= Records supplied =
***

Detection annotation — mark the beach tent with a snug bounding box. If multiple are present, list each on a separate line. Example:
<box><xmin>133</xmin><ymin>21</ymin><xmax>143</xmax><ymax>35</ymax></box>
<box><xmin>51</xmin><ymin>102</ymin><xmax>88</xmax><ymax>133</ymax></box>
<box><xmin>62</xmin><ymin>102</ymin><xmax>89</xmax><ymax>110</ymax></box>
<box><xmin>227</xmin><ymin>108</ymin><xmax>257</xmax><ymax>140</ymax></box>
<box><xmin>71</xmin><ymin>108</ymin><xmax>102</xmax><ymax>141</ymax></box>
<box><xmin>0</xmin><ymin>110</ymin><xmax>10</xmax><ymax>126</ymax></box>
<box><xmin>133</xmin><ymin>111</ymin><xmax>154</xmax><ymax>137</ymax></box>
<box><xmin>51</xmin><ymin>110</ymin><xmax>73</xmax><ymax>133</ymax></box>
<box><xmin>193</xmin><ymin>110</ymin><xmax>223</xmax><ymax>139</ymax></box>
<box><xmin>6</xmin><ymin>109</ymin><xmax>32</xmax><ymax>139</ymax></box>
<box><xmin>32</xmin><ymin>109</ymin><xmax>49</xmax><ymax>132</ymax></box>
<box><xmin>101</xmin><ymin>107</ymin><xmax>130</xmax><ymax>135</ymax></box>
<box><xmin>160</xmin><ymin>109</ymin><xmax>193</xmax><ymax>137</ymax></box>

***

Write out the entries in full, exactly as given.

Detection annotation — mark the beach tent with a snug bounding box. If multiple are present, list each on a separate line. Example:
<box><xmin>133</xmin><ymin>21</ymin><xmax>143</xmax><ymax>35</ymax></box>
<box><xmin>51</xmin><ymin>102</ymin><xmax>88</xmax><ymax>133</ymax></box>
<box><xmin>62</xmin><ymin>102</ymin><xmax>89</xmax><ymax>110</ymax></box>
<box><xmin>227</xmin><ymin>108</ymin><xmax>257</xmax><ymax>140</ymax></box>
<box><xmin>71</xmin><ymin>108</ymin><xmax>102</xmax><ymax>141</ymax></box>
<box><xmin>0</xmin><ymin>110</ymin><xmax>10</xmax><ymax>126</ymax></box>
<box><xmin>133</xmin><ymin>111</ymin><xmax>154</xmax><ymax>137</ymax></box>
<box><xmin>51</xmin><ymin>110</ymin><xmax>73</xmax><ymax>133</ymax></box>
<box><xmin>193</xmin><ymin>110</ymin><xmax>223</xmax><ymax>139</ymax></box>
<box><xmin>6</xmin><ymin>109</ymin><xmax>32</xmax><ymax>139</ymax></box>
<box><xmin>32</xmin><ymin>109</ymin><xmax>49</xmax><ymax>132</ymax></box>
<box><xmin>101</xmin><ymin>107</ymin><xmax>130</xmax><ymax>135</ymax></box>
<box><xmin>160</xmin><ymin>109</ymin><xmax>193</xmax><ymax>137</ymax></box>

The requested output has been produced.